INPUT FOR THIS TASK:
# # # #

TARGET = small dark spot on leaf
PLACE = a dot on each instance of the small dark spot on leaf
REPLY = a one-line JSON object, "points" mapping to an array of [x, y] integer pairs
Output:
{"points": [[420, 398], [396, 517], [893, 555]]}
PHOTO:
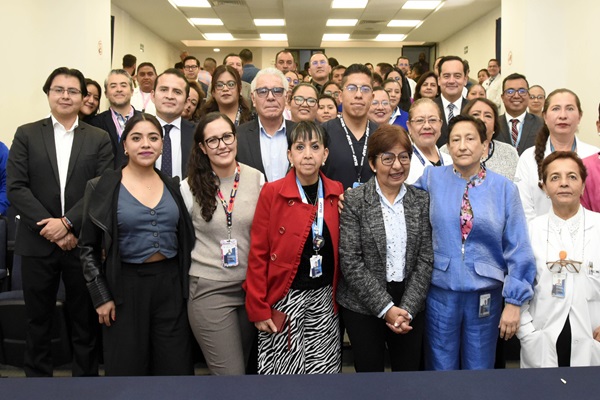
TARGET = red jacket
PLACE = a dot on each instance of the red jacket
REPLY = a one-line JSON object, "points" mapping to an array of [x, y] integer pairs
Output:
{"points": [[281, 226]]}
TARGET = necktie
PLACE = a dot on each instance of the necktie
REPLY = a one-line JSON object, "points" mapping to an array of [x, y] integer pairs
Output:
{"points": [[514, 132], [166, 165], [450, 112]]}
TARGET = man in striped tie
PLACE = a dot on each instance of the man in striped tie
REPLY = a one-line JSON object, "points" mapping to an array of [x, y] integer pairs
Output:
{"points": [[517, 127]]}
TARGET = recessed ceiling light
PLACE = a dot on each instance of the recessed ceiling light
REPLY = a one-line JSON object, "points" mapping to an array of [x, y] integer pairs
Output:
{"points": [[206, 21], [269, 22], [191, 3], [420, 5], [273, 36], [390, 38], [404, 23], [335, 37], [349, 3], [218, 36], [341, 22]]}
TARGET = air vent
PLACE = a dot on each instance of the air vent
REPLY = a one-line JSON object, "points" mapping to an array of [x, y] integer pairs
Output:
{"points": [[371, 22], [234, 3]]}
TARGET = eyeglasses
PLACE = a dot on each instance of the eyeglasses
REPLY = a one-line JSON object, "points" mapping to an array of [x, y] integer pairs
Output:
{"points": [[389, 158], [310, 101], [230, 84], [521, 92], [569, 265], [60, 90], [364, 89], [376, 103], [264, 92], [96, 98], [335, 94], [213, 142], [421, 121]]}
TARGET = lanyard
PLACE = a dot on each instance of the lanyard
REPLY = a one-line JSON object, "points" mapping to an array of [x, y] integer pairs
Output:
{"points": [[237, 116], [573, 148], [420, 157], [228, 206], [317, 226], [117, 121], [364, 153], [145, 100]]}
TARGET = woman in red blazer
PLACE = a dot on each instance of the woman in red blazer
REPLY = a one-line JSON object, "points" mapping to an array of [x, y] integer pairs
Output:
{"points": [[293, 263]]}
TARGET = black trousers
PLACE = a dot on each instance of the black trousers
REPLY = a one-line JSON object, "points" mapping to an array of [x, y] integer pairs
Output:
{"points": [[151, 334], [41, 278], [370, 335]]}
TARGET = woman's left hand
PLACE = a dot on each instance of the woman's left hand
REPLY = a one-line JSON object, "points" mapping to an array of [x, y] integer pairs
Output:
{"points": [[509, 321], [597, 334]]}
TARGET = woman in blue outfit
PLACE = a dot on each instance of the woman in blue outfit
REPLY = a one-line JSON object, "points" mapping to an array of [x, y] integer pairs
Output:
{"points": [[482, 253]]}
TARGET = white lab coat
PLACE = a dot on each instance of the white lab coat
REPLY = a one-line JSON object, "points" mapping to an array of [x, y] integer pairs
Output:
{"points": [[543, 318], [533, 198]]}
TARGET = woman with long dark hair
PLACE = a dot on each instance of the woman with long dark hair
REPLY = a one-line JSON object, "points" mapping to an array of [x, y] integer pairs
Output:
{"points": [[221, 196]]}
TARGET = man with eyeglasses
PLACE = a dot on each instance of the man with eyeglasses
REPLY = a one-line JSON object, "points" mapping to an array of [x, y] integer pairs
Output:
{"points": [[403, 64], [170, 93], [141, 99], [48, 167], [493, 85], [452, 76], [349, 134], [319, 70], [518, 127], [262, 143], [118, 87]]}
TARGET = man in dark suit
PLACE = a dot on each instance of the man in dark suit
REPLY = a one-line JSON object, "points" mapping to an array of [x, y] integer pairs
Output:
{"points": [[517, 127], [452, 77], [118, 87], [48, 167], [262, 143], [171, 90]]}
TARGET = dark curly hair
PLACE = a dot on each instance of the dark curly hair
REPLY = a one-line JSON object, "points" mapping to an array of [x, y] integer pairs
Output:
{"points": [[211, 104], [201, 178]]}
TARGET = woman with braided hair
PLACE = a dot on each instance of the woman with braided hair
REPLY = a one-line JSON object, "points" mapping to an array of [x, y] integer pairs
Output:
{"points": [[562, 114]]}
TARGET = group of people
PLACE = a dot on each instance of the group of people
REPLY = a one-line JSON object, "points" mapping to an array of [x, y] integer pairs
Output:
{"points": [[394, 219]]}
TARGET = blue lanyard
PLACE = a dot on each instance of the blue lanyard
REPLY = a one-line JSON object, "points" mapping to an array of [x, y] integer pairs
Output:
{"points": [[420, 157], [573, 148], [317, 226]]}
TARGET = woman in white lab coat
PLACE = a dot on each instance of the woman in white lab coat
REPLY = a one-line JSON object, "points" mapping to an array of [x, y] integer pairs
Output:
{"points": [[560, 326]]}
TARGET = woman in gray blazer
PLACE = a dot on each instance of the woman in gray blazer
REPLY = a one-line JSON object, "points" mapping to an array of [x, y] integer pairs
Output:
{"points": [[386, 259]]}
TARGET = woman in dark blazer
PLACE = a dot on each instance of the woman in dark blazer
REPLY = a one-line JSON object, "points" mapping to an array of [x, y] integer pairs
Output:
{"points": [[386, 259], [136, 240]]}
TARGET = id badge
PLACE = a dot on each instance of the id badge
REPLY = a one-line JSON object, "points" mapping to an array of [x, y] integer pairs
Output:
{"points": [[558, 284], [484, 305], [316, 266], [229, 255]]}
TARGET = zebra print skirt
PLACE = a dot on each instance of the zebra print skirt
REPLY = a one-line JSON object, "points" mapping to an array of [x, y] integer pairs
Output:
{"points": [[315, 341]]}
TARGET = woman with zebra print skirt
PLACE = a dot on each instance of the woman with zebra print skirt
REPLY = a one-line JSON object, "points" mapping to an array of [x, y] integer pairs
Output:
{"points": [[293, 263]]}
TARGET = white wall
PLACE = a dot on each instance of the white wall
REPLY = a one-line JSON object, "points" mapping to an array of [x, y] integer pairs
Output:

# # # #

EXERCISE DESCRIPTION:
Rewrite the lines of the material as a numbered list, from the line containing "TARGET = woman with zebra print skirt" through the final line of the material, leaving out any blank lines.

SOLUTION FOR THIS PROBLEM:
1. TARGET = woman with zebra print skirt
2. PLACE = a dot on each instance of the woman with zebra print skirt
3. REPLY = a one-line JSON object, "points" mapping to an array of [x, y] integer pairs
4. Output:
5. {"points": [[293, 263]]}
6. TARGET = white wall
7. PLACE = a dot on each instance of the white wall
8. REPLY = a one-line JSON object, "points" mapping to an array of [x, y] integer pairs
9. Output:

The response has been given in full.